> **Task details**:
Only a number is expected in reply: the number of lines below that include the word "framed".

::::::::::

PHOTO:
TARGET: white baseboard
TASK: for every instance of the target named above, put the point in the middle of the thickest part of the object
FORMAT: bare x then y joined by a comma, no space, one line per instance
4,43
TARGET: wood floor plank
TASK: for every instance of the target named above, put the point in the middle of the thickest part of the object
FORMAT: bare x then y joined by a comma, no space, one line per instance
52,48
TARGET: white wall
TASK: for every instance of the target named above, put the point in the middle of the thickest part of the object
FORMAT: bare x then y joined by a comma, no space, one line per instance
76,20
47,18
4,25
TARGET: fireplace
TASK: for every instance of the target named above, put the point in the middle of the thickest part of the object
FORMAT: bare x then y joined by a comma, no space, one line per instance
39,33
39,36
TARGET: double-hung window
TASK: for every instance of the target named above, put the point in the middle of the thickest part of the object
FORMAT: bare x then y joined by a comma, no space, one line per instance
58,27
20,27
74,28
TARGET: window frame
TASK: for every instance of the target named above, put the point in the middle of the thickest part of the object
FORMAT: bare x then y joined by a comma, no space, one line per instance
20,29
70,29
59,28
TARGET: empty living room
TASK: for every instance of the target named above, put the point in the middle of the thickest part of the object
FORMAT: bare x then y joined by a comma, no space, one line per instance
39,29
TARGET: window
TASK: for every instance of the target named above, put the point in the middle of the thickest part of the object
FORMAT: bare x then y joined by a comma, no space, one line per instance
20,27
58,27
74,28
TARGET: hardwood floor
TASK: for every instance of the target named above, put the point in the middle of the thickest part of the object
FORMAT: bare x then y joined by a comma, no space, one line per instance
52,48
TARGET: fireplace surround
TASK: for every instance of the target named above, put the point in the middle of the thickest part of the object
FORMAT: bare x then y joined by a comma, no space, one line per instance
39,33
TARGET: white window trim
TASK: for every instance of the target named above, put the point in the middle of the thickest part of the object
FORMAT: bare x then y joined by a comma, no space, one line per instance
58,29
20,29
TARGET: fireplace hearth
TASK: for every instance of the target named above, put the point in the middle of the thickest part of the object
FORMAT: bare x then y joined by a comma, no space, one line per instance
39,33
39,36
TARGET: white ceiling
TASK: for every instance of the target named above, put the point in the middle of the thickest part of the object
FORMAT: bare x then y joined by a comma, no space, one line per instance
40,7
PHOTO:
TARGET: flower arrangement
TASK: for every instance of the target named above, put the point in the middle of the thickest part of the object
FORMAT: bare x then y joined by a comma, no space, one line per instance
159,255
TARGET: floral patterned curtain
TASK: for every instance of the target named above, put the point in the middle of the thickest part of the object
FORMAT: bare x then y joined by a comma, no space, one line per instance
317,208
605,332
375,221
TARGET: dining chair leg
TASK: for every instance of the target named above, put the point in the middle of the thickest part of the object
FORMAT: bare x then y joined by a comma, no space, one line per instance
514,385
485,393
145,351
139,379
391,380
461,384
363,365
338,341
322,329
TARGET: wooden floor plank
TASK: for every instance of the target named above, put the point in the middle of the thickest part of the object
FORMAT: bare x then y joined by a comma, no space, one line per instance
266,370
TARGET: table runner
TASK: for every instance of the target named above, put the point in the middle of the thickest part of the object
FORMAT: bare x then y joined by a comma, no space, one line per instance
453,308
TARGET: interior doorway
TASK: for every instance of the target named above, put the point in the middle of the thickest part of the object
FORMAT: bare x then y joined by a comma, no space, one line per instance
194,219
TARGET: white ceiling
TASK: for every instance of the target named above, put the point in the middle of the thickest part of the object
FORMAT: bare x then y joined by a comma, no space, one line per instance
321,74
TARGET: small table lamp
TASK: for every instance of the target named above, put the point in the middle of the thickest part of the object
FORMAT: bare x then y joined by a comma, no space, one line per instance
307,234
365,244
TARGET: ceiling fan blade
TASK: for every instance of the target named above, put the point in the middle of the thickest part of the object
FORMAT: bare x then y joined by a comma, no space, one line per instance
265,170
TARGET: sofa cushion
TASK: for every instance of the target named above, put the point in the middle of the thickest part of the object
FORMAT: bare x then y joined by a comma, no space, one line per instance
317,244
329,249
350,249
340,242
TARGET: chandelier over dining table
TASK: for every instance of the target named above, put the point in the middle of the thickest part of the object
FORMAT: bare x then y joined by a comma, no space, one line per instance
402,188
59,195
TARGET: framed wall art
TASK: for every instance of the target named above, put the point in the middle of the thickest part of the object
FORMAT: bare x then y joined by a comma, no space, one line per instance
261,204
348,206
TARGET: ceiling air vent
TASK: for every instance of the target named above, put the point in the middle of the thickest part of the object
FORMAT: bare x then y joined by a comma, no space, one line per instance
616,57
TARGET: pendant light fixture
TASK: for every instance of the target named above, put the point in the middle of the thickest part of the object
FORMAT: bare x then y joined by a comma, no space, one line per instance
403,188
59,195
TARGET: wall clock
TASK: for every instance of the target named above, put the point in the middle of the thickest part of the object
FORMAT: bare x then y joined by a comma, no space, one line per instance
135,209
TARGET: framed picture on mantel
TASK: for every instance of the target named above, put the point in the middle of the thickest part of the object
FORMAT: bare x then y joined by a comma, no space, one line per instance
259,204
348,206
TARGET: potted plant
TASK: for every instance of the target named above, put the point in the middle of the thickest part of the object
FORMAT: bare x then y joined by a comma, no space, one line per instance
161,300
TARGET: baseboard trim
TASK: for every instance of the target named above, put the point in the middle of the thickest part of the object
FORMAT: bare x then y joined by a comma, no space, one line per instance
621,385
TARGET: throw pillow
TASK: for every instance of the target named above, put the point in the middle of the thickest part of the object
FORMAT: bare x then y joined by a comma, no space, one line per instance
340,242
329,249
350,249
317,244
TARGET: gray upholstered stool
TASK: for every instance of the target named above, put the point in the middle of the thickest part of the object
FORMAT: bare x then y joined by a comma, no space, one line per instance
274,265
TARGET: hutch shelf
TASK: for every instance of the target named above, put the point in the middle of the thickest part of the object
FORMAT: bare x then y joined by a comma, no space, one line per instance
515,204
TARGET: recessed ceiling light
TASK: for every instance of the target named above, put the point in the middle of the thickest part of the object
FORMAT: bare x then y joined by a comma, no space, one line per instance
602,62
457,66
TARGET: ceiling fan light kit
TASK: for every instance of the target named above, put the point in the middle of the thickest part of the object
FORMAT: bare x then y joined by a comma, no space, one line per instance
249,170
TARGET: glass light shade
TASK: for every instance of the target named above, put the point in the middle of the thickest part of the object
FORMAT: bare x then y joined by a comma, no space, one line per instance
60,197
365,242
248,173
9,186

::::::::::

> **Result**:
2